TESTO FORNITO:
┄┄┄┄┄┄┄┄┄┄┄┄┄┄┄┄┄┄┄┄

IN NOME DEL POPOLO ITALIANO
LA CORTE SUPREMA DI CASSAZIONE
SEZIONE PRIMA PENALE
Composta dagli Ill.mi Sigg.ri Magistrati:
Dott. BRICCHETTI Renato Giuseppe – Presidente –
Dott. BIANCHI Michele – Consigliere –
Dott. MAGI Raffaello – Consigliere –
Dott. ALIFFI Francesco – Consigliere –
Dott. CAPPUCCIO Daniele – Rel. Consigliere –
ha pronunciato la seguente:
SENTENZA
sui ricorsi proposti da:
DAVID OSADEBAMWEN nato a BENIN CITY (NIGERIA) il 23/03/19xx;
KADARA OSMAN nato il 11/08/19xx;
UWAGUE KATE nato il 12/03/19xx;
avverso la sentenza del 27/05/2020 della CORTE ASSISE APPELLO di MILANO;
visti gli atti, il provvedimento impugnato e il ricorso;
udita la relazione svolta dal Consigliere Dott. DANIELE CAPPUCCIO;
udito il Pubblico Ministero, in persona del Sostituto Procuratore generale, Dott.ssa FRANCA ZACCO, che ha concluso chiedendo dichiararsi l’inammissibilità del ricorso;
udito il difensore.
RITENUTO IN FATTO
1. Con sentenza del 27 maggio 2020 la Corte di assise di appello di Milano, in parziale riforma di quella emessa il 18 giugno 2019 dal Giudice per le indagini preliminari della stessa città nei confronti di Osadebamwen David, Osman Kadara e Kate Uwague, ha rideterminato le pene inflitte ai primi due, rispettivamente, in sette anni e quattro mesi di reclusione ed un anno e sei mesi di reclusione, e ha confermato, nel resto, la decisione di primo grado, con la quale Kate Uwague era stata condannata alla pena, condizionalmente sospesa, di un atto ed otto mesi di reclusione.
2. Osadebamwen David risponde, nell’ambito del presente procedimento, del delitto di riduzione in schiavitù di due ragazze, sue connazionali in quanto provenienti dalla Nigeria, che, nel 2016, entrarono illegalmente in Italia ove, su impulso di tale Mama Iwanosa, si misero in contatto con lei e furono da subito avviate alla prostituzione.

┄┄┄┄┄┄┄┄┄┄┄┄┄┄┄┄┄┄┄┄

COSA FARE:
A – Ricopia per favore il passo della sentenza della Cassazione che parte da "RITENUTO IN FATTO" e va avanti fino a "mesi di reclusione.".
B – Scrivi come prosegue la sentenza della Cassazione dopo l'ultima frase riportata.
Per questo lavoro le righe non servono.

DATI DISPONIBILI:

┄┄┄┄┄┄┄┄┄┄┄┄┄┄┄┄┄┄┄┄

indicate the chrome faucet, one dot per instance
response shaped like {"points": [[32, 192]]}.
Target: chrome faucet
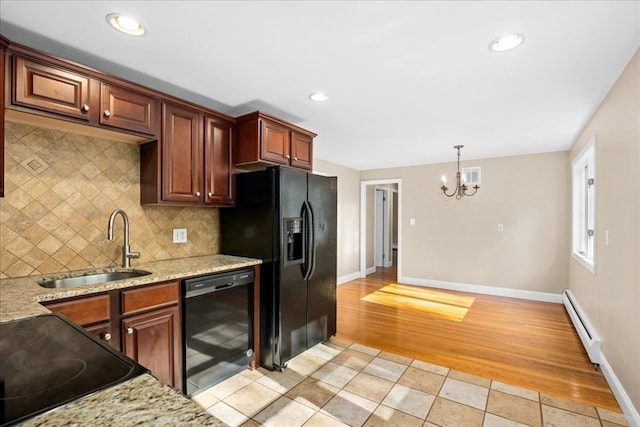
{"points": [[126, 255]]}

┄┄┄┄┄┄┄┄┄┄┄┄┄┄┄┄┄┄┄┄

RISPOSTE AI COMPITI:
A –
RITENUTO IN FATTO
1. Con sentenza del 27 maggio 2020 la Corte di assise di appello di Milano, in parziale riforma di quella emessa il 18 giugno 2019 dal Giudice per le indagini preliminari della stessa città nei confronti di Osadebamwen David, Osman Kadara e Kate Uwague, ha rideterminato le pene inflitte ai primi due, rispettivamente, in sette anni e quattro mesi di reclusione ed un anno e sei mesi di reclusione, e ha confermato, nel resto, la decisione di primo grado, con la quale Kate Uwague era stata condannata alla pena, condizionalmente sospesa, di un atto ed otto mesi di reclusione.

B –
La rilevanza criminale della condotta dell’imputata si riconnette alla sottoposizione delle vittime, in territorio nigeriano, a riti voodoo, per effetto dei quali le stesse – secondo quanto appurato anche mediante approfondimenti di natura antropologica e psicologica – si vennero a trovare in una condizione di stringente ed ineludibile soggezione nei suoi confronti, della quale ella approfittò per imporre loro il meretricio allo scopo di procurarsi le risorse finanziarie occorrenti per ripagare il debito contratto all’atto di intraprendere il viaggio alla volta dell’Europa.
La prova dei fatti è rimessa alle dichiarazioni delle persone offese, che i giudici di merito hanno ritenuto altamente attendibili e corroborate da riscontri investigativi, di assoluta eloquenza, acquisiti anche attraverso attività di intercettazione telefonica ed ambientale.
I due residui imputati, rispettivamente marito e figlia della David, sono stati, invece, condannati per il solo favoreggiamento e sfruttamento della prostituzione delle due giovani, avendo costoro prestato ausilio alla congiunta, risoltosi, per l’uno, nel prelevarle presso i centri di accoglienza ove le ragazze, raggiunto il suolo italiano, erano state ricoverate, nel portarle in Legnano, ospitandole nella propria abitazione familiare, e nell’accompagnarle sui luoghi del meretricio, e, per l’altra, nel riscuotere, all’occorrenza, i versamenti delle ragazze, nel controllare il regolare svolgimento dell’attività e nel prestare loro assistenza di varia natura (fornitura di profilattici, accompagnamento sul posto di lavoro, ecc.).
3. Gli imputati propongono, con unico atto sottoscritto dall’avv. Fabrizio (OMISSIS), ricorsi per cassazione affidati, nel complesso, a tre motivi, tutti afferenti a violazione di legge e vizio di motivazione.
Con il primo, la David lamenta che i giudici di merito abbiano ritenuto che le vittime versassero in uno stato di schiavitù mentale conseguente alla sottoposizione al rito juju (termine utilizzato, nella fattispecie, quale sinonimo di voodoo), conclusione smentita, nella realtà, dall’essersi entrambe sottratte all’impegno assunto rivolgendosi, l’una, ai Carabinieri, ed allontanandosi, l’altra, per andare a vivere con il proprio compagno.
Con il secondo motivo, la David osserva che l’impegno assunto con il juju concerneva l’impegno a restituire una somma di denaro, cioè ad effettuare una prestazione specifica, restando ad esso estranee le modalità attraverso le quali la vittima si sarebbe procurata tale importo, fungibili e non necessariamente legate all’attività di prostituzione; segnala, pertanto, l’illegittimità della contestazione della circostanza aggravante prevista dall’art. 602-ter, primo comma, lett. b), cod. pen.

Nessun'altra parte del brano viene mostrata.